ACTIVITY: Print exactly the lines below between the line holding "Each is formatted like [30, 110]." and the line holding "Each is formatted like [716, 54].", inclusive, and nothing more.

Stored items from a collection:

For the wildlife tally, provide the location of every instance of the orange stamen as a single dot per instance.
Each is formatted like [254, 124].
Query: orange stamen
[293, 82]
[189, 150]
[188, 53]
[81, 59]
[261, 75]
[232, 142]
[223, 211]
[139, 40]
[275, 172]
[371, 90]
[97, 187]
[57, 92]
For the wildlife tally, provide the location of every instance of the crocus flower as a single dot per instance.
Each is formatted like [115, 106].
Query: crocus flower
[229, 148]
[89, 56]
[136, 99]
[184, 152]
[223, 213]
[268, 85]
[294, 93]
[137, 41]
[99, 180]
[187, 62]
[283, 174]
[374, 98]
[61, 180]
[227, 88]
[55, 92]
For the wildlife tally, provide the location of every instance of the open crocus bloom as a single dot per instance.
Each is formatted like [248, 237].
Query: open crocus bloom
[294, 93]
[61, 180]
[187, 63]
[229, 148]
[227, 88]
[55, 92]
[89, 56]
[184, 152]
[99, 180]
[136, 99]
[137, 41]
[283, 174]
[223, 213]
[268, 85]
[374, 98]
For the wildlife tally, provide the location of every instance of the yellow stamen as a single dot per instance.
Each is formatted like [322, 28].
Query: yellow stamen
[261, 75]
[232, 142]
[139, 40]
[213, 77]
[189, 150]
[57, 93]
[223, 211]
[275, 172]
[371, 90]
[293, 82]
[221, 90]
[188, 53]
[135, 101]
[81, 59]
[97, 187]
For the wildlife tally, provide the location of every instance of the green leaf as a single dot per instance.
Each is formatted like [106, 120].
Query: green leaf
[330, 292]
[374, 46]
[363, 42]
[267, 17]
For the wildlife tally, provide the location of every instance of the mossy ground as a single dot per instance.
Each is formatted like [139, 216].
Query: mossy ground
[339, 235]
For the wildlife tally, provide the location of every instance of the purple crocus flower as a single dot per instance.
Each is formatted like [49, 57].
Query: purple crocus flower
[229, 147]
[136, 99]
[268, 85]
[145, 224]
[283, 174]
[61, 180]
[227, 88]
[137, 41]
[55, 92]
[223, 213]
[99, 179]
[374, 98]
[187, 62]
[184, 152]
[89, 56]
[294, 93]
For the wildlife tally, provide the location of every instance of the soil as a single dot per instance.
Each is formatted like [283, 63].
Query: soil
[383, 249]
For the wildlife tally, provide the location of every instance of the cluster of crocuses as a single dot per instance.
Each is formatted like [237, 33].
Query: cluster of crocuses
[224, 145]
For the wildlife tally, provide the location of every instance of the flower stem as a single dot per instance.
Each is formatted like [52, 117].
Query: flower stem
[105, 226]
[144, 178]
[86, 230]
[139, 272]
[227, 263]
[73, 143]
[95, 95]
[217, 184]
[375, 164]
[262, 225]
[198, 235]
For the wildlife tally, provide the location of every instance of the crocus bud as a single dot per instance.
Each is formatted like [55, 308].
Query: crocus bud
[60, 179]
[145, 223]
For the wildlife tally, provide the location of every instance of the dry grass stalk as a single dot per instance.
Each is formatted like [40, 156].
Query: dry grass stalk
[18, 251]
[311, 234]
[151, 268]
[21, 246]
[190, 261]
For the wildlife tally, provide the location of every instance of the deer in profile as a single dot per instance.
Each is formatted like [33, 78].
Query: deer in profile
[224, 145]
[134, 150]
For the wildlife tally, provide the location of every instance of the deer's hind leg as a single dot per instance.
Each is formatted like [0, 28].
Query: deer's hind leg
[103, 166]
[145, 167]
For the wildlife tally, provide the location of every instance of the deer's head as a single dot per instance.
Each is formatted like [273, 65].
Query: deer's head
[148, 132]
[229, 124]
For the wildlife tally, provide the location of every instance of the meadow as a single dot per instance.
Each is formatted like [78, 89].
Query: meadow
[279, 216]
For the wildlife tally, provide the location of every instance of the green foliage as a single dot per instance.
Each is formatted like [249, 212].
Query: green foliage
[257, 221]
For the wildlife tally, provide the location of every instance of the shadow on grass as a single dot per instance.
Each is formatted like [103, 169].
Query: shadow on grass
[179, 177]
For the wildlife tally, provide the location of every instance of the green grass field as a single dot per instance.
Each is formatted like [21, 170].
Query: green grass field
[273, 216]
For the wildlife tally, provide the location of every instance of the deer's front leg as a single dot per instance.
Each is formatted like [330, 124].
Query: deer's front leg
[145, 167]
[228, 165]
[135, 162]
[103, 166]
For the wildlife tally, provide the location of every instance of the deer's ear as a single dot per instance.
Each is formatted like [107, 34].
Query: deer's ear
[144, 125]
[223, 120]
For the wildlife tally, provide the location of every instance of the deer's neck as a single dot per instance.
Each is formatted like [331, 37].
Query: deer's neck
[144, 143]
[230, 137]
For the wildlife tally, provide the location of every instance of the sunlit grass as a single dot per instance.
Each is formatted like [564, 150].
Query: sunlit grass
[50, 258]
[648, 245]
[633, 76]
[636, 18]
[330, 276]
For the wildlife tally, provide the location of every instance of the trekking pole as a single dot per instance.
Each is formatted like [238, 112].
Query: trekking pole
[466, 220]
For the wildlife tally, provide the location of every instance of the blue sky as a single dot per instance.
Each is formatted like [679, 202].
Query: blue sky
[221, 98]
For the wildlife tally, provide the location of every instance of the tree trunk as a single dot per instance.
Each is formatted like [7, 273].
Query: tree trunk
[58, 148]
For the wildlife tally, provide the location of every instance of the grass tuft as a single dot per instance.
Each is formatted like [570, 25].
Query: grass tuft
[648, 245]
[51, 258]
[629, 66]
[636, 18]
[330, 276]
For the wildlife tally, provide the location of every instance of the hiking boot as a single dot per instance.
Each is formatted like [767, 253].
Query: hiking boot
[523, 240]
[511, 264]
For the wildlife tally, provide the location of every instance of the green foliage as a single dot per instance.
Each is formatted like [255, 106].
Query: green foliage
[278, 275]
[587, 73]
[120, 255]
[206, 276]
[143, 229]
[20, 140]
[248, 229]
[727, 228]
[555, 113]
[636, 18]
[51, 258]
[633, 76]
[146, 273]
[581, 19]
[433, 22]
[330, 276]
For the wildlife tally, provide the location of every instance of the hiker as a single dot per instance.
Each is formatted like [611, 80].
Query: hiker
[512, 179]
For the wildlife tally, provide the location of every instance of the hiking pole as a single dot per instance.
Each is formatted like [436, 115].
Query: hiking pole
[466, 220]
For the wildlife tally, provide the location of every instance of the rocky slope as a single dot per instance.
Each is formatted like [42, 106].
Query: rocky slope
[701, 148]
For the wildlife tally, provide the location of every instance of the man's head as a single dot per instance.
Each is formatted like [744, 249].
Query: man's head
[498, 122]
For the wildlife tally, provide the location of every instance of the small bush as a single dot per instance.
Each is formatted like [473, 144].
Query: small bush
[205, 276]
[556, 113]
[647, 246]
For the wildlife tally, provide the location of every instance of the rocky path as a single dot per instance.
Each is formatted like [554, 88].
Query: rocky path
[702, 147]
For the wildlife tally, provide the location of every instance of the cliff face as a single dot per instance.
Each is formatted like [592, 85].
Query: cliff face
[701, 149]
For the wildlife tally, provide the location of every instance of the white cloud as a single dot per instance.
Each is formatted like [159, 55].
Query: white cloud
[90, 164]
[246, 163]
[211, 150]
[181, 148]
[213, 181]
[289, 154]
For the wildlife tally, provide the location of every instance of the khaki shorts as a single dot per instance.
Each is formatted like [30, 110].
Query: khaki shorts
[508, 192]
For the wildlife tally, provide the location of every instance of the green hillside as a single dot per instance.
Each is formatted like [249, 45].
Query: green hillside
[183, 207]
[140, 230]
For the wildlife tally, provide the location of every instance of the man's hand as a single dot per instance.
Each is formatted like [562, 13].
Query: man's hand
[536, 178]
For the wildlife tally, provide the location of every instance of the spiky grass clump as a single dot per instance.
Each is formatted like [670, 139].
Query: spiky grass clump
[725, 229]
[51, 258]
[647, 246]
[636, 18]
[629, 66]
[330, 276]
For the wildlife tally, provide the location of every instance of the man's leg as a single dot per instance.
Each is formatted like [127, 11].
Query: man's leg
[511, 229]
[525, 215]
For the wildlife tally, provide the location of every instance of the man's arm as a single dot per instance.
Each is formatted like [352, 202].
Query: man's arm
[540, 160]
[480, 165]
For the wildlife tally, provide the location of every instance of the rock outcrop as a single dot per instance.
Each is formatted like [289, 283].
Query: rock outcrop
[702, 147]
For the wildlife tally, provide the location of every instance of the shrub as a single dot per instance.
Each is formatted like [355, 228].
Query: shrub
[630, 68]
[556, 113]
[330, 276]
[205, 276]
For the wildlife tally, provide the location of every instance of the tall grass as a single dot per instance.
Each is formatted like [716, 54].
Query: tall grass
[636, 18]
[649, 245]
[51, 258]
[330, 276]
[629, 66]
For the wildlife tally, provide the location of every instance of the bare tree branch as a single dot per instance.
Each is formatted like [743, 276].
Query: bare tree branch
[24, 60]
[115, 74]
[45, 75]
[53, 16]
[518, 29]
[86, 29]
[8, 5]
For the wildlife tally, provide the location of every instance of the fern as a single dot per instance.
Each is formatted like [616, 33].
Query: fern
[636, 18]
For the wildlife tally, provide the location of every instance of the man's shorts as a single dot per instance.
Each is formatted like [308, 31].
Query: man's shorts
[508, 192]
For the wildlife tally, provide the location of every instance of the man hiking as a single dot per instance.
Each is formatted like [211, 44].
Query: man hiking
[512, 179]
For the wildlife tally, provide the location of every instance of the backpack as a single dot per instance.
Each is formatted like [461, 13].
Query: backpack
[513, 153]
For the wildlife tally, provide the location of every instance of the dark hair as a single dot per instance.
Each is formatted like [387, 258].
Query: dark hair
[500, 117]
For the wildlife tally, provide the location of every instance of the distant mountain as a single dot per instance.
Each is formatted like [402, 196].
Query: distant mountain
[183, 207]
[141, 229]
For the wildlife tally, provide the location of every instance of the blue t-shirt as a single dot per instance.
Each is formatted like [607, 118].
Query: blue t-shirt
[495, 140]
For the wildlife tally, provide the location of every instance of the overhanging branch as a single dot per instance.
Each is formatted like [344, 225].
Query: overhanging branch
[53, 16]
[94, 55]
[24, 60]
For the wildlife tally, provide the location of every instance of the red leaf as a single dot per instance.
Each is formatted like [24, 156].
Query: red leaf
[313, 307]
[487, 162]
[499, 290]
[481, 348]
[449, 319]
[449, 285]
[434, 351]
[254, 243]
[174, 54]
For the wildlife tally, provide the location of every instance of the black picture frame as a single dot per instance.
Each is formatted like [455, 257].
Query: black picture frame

YOUR SOLUTION:
Each is formatted like [30, 110].
Query: khaki shorts
[508, 192]
For the wildlife tally, provide the location of every instance of the green hillside as a single dot per instance.
Each is formatted like [249, 45].
Query: green hillside
[183, 207]
[140, 230]
For the wildlife tally, provide the location of every instance of the man's hand as a single dot per instance.
Each is formatted like [562, 13].
Query: man's hand
[536, 178]
For the wildlife tally, provide the location of every instance of the spiky grass clump as a single dot per instance.
Each is formatted like [670, 139].
Query: spiky grass clump
[725, 229]
[51, 258]
[647, 246]
[636, 18]
[629, 66]
[330, 276]
For the wildlife tally, provide the location of every instance of the man's leg as a single dot per instance.
Each is formatted like [127, 11].
Query: man's leg
[511, 229]
[525, 215]
For the wildlife tally, provide the location of every instance of the man's arm as a single dot per instance.
Each is formatted like [352, 202].
Query: man's arm
[540, 160]
[480, 165]
For the wildlife tally, provide the location of every instance of the rock outcrop as a single dot per instance.
Each is formatted like [289, 283].
Query: rock outcrop
[702, 147]
For the wildlife tally, provide the location of every instance of the shrub as a single dot per instance.
Each is formatted like [355, 228].
Query: shrub
[630, 68]
[556, 113]
[330, 276]
[205, 276]
For the wildlife tally, provide the location of every instance of the tall grass as a single dot per instance.
Each is formatted like [716, 54].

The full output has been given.